**Given information**
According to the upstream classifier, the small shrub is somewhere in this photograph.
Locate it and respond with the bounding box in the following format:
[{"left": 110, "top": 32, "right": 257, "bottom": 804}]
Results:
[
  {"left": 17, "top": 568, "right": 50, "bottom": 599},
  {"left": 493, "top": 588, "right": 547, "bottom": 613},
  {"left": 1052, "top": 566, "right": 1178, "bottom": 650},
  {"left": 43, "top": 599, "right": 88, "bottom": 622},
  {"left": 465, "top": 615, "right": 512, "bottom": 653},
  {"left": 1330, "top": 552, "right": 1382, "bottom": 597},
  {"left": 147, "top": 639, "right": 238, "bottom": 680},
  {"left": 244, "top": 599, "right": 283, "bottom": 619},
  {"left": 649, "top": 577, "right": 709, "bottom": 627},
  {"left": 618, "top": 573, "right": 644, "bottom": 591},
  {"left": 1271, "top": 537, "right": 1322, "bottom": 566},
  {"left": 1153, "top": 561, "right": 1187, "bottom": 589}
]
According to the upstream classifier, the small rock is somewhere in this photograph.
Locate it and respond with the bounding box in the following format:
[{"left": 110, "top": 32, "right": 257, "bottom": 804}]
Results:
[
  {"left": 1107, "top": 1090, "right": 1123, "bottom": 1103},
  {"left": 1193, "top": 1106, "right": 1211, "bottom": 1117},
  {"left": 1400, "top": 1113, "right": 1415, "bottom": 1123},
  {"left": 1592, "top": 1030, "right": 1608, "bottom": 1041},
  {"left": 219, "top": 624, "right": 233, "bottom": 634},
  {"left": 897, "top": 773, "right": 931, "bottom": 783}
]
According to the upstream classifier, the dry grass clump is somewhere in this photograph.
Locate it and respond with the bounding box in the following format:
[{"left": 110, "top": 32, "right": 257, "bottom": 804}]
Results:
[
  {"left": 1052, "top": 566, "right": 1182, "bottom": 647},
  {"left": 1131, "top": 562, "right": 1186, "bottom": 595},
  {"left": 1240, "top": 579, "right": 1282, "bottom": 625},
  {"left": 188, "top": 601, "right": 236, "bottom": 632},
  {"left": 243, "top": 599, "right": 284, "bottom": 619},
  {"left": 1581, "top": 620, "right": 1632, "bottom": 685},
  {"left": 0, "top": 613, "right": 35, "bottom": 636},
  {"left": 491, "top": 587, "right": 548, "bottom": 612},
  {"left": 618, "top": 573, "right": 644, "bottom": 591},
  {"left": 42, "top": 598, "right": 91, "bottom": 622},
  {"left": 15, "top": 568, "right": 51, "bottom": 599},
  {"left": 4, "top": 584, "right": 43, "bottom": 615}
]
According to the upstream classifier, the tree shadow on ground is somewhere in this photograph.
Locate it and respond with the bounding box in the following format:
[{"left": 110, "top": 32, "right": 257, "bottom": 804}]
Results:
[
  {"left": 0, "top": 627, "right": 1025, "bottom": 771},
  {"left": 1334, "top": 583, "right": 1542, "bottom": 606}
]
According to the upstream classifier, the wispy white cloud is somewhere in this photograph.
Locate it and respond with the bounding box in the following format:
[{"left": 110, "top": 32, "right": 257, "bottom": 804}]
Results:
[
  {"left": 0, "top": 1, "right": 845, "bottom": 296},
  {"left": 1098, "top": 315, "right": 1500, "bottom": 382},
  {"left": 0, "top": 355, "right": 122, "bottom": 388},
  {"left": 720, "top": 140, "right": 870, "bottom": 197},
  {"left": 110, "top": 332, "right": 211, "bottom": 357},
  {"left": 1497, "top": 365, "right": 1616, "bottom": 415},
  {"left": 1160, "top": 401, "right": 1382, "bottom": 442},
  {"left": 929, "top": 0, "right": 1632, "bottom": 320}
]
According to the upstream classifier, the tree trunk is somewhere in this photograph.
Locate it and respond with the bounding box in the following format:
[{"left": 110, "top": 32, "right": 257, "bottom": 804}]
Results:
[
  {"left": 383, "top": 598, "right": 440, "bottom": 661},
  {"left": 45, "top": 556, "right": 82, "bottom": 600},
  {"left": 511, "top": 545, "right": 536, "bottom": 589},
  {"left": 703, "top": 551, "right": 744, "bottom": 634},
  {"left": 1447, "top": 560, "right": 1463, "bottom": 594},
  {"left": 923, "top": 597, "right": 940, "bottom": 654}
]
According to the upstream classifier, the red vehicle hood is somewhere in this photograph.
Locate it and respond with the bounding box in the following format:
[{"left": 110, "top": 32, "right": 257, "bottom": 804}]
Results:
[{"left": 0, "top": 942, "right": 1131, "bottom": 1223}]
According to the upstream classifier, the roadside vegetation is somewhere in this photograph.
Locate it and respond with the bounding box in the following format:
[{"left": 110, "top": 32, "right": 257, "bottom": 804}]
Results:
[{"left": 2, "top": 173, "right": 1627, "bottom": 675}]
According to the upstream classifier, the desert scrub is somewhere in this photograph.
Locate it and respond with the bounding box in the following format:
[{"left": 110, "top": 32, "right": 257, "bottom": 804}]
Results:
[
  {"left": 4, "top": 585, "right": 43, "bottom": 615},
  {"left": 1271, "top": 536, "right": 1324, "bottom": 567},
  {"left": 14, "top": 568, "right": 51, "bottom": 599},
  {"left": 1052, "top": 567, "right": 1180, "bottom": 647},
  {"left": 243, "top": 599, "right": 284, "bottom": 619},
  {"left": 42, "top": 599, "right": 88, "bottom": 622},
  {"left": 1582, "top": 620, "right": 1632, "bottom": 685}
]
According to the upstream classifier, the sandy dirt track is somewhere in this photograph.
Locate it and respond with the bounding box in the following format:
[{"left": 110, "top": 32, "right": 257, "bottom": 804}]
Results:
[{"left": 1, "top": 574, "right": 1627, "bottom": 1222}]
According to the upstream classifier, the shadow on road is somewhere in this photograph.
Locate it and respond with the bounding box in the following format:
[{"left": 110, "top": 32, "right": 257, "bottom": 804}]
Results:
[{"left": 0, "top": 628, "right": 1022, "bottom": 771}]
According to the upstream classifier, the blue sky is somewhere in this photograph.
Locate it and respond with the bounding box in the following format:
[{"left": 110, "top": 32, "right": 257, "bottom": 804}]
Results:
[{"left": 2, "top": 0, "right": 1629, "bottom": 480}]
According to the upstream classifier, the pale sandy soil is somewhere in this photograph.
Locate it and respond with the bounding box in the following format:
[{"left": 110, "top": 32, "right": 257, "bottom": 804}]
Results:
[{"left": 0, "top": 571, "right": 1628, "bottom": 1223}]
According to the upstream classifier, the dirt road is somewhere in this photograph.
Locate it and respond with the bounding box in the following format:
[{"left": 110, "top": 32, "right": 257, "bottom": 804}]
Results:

**Work item**
Please return the material above exactly as written.

**Task solution**
According to the upstream classifier, the small shrub is somewhere in this photograph.
Locate it and respond with the bounding box in the following format:
[{"left": 110, "top": 32, "right": 257, "bottom": 804}]
Results:
[
  {"left": 17, "top": 568, "right": 50, "bottom": 599},
  {"left": 493, "top": 588, "right": 547, "bottom": 613},
  {"left": 1052, "top": 566, "right": 1178, "bottom": 650},
  {"left": 43, "top": 599, "right": 88, "bottom": 622},
  {"left": 465, "top": 615, "right": 512, "bottom": 653},
  {"left": 1330, "top": 552, "right": 1382, "bottom": 597},
  {"left": 147, "top": 639, "right": 238, "bottom": 680},
  {"left": 244, "top": 599, "right": 283, "bottom": 619},
  {"left": 649, "top": 577, "right": 709, "bottom": 627},
  {"left": 618, "top": 573, "right": 644, "bottom": 591},
  {"left": 1271, "top": 537, "right": 1322, "bottom": 566},
  {"left": 1153, "top": 561, "right": 1187, "bottom": 589}
]
According to the upstream classifier, the small rock is somewhere in this photograph.
Locate it and respond with the bounding box in the following format:
[{"left": 110, "top": 32, "right": 257, "bottom": 804}]
Results:
[
  {"left": 1107, "top": 1090, "right": 1123, "bottom": 1103},
  {"left": 1193, "top": 1106, "right": 1211, "bottom": 1117},
  {"left": 1400, "top": 1113, "right": 1415, "bottom": 1123},
  {"left": 1592, "top": 1030, "right": 1608, "bottom": 1041},
  {"left": 219, "top": 624, "right": 233, "bottom": 634},
  {"left": 897, "top": 773, "right": 931, "bottom": 783}
]
According to the upstream classifier, the dry grass clump is somewhere in this photograph.
Locate it and respond with the bounding box in the following format:
[{"left": 110, "top": 32, "right": 257, "bottom": 804}]
Results:
[
  {"left": 1052, "top": 566, "right": 1182, "bottom": 647},
  {"left": 1131, "top": 562, "right": 1186, "bottom": 595},
  {"left": 1240, "top": 579, "right": 1282, "bottom": 625},
  {"left": 188, "top": 601, "right": 236, "bottom": 632},
  {"left": 243, "top": 599, "right": 284, "bottom": 619},
  {"left": 1581, "top": 620, "right": 1632, "bottom": 685},
  {"left": 0, "top": 613, "right": 35, "bottom": 636},
  {"left": 491, "top": 587, "right": 548, "bottom": 612},
  {"left": 618, "top": 573, "right": 644, "bottom": 591},
  {"left": 42, "top": 598, "right": 91, "bottom": 622},
  {"left": 15, "top": 568, "right": 51, "bottom": 599},
  {"left": 4, "top": 584, "right": 43, "bottom": 615}
]
According to the upstream classifier, the tree shadow on ground is somewhere in this photograph.
Locate it and respond with the bounding box in the following format:
[{"left": 110, "top": 32, "right": 257, "bottom": 804}]
Results:
[
  {"left": 0, "top": 627, "right": 1025, "bottom": 771},
  {"left": 1334, "top": 583, "right": 1542, "bottom": 606}
]
According to the upstream classifier, the wispy white cloud is somewhere in this photograph.
Locate it and respond with the bounding box in the following format:
[{"left": 110, "top": 32, "right": 257, "bottom": 804}]
Results:
[
  {"left": 0, "top": 1, "right": 845, "bottom": 296},
  {"left": 1098, "top": 315, "right": 1500, "bottom": 382},
  {"left": 0, "top": 355, "right": 122, "bottom": 388},
  {"left": 720, "top": 140, "right": 870, "bottom": 197},
  {"left": 110, "top": 332, "right": 211, "bottom": 357},
  {"left": 1497, "top": 365, "right": 1616, "bottom": 415},
  {"left": 1160, "top": 401, "right": 1382, "bottom": 442},
  {"left": 929, "top": 0, "right": 1632, "bottom": 320}
]
According to the upstream classifier, the tree trunk is somewhere in this photograph.
Locate it and respond with the bounding box in the following format:
[{"left": 110, "top": 32, "right": 257, "bottom": 804}]
Results:
[
  {"left": 383, "top": 598, "right": 440, "bottom": 661},
  {"left": 45, "top": 556, "right": 82, "bottom": 600},
  {"left": 511, "top": 545, "right": 536, "bottom": 589},
  {"left": 703, "top": 551, "right": 744, "bottom": 634},
  {"left": 1447, "top": 560, "right": 1463, "bottom": 594},
  {"left": 923, "top": 597, "right": 940, "bottom": 654}
]
According to the upstream classifier, the red vehicle hood is somewhere in this photograph.
Locate it and respond with the bounding box in the following format:
[{"left": 110, "top": 32, "right": 257, "bottom": 804}]
Results:
[{"left": 0, "top": 942, "right": 1131, "bottom": 1223}]
According to the upstream classifier, the roadside vegetation is somewhere in this photograph.
Locate it and respond with the bounding box in the following format:
[{"left": 110, "top": 32, "right": 257, "bottom": 804}]
Results:
[{"left": 2, "top": 173, "right": 1627, "bottom": 675}]
According to the upstream classifier, the desert scrub is somewhere in this photograph.
Locate it and respond with the bounding box in the following format:
[{"left": 110, "top": 32, "right": 257, "bottom": 804}]
Results:
[
  {"left": 4, "top": 585, "right": 43, "bottom": 615},
  {"left": 1271, "top": 536, "right": 1324, "bottom": 567},
  {"left": 14, "top": 568, "right": 51, "bottom": 599},
  {"left": 1052, "top": 567, "right": 1180, "bottom": 647},
  {"left": 243, "top": 599, "right": 284, "bottom": 619},
  {"left": 42, "top": 599, "right": 88, "bottom": 622},
  {"left": 1582, "top": 620, "right": 1632, "bottom": 685}
]
According to the upstream classifier, the sandy dirt track is somewhere in this photograph.
Locate it and respond with the bounding box in the following format:
[{"left": 110, "top": 32, "right": 257, "bottom": 804}]
Results:
[{"left": 1, "top": 574, "right": 1627, "bottom": 1222}]
According to the upstream classifier, the shadow on road is somewhere in this photograph.
Locate it and respond with the bounding box in the following format:
[{"left": 110, "top": 32, "right": 257, "bottom": 804}]
Results:
[{"left": 0, "top": 628, "right": 1022, "bottom": 771}]
According to the upstream classifier, the blue sky is somewhere in this photograph.
Locate it and respond with the bounding box in the following format:
[{"left": 110, "top": 32, "right": 257, "bottom": 804}]
Results:
[{"left": 2, "top": 0, "right": 1629, "bottom": 480}]
According to the upstream classifier, the pale sandy soil is somewhere in this photograph.
Locate it and respond with the bounding box in the following format:
[{"left": 110, "top": 32, "right": 257, "bottom": 804}]
Results:
[{"left": 0, "top": 571, "right": 1628, "bottom": 1223}]
According to the upstream classifier, the dirt road is somewhere in this photograph.
Locate it and respond with the bounding box in the following format:
[{"left": 110, "top": 32, "right": 257, "bottom": 804}]
Results:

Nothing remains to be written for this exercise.